[Region pointing data]
Start of Block

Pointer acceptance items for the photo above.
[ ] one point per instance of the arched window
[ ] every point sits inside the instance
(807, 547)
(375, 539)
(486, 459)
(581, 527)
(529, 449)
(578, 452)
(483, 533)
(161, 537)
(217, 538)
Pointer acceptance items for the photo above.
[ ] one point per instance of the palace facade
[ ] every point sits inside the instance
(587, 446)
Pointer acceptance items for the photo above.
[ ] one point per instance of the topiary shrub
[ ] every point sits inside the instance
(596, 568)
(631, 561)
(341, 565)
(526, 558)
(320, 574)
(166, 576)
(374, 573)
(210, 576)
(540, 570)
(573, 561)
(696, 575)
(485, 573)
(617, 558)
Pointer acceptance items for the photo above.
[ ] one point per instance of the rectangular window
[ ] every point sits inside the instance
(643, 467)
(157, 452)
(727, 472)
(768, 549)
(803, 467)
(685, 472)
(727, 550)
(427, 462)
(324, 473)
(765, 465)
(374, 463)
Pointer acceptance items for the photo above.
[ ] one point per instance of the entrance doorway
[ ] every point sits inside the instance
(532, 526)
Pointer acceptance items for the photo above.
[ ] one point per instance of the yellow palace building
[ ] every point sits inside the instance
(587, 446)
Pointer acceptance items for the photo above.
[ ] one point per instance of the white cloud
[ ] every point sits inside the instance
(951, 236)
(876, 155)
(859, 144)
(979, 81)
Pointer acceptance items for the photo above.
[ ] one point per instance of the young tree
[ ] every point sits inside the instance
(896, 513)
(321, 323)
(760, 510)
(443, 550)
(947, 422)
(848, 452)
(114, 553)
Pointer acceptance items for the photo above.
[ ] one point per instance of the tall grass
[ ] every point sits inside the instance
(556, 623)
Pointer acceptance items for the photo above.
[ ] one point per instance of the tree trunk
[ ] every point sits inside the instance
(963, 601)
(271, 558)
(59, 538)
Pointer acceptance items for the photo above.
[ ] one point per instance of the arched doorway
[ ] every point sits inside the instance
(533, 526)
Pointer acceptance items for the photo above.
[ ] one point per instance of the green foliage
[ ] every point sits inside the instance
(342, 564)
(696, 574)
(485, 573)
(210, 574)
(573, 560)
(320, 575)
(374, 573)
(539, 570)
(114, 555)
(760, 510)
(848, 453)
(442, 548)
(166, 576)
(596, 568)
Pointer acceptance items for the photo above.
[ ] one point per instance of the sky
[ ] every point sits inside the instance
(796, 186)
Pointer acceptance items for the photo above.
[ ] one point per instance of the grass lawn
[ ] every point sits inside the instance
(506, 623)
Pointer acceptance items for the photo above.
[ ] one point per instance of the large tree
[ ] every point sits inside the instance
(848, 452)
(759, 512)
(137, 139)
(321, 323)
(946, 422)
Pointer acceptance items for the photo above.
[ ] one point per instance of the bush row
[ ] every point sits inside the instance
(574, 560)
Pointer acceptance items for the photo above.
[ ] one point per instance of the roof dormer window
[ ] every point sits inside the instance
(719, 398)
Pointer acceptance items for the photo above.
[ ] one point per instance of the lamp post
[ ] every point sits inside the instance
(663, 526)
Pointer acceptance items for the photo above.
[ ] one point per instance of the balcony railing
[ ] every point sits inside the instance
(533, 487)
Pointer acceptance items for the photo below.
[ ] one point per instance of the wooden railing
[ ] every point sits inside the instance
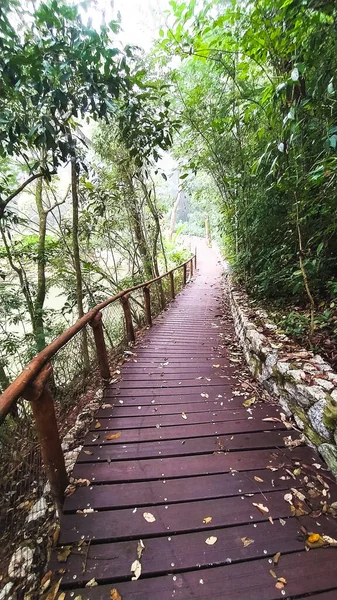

End of Block

● WHAT IS NEEDED
In the records, the line containing "[ ] one point per instance of the wooden" starts the span and the final line ends it. Output exactly that span, both ends included, with no pictures and nothing else.

● RESPONSE TO THIS EXERCISE
[ ] one point per instance of the wooden railing
[ ] every point sits inside the instance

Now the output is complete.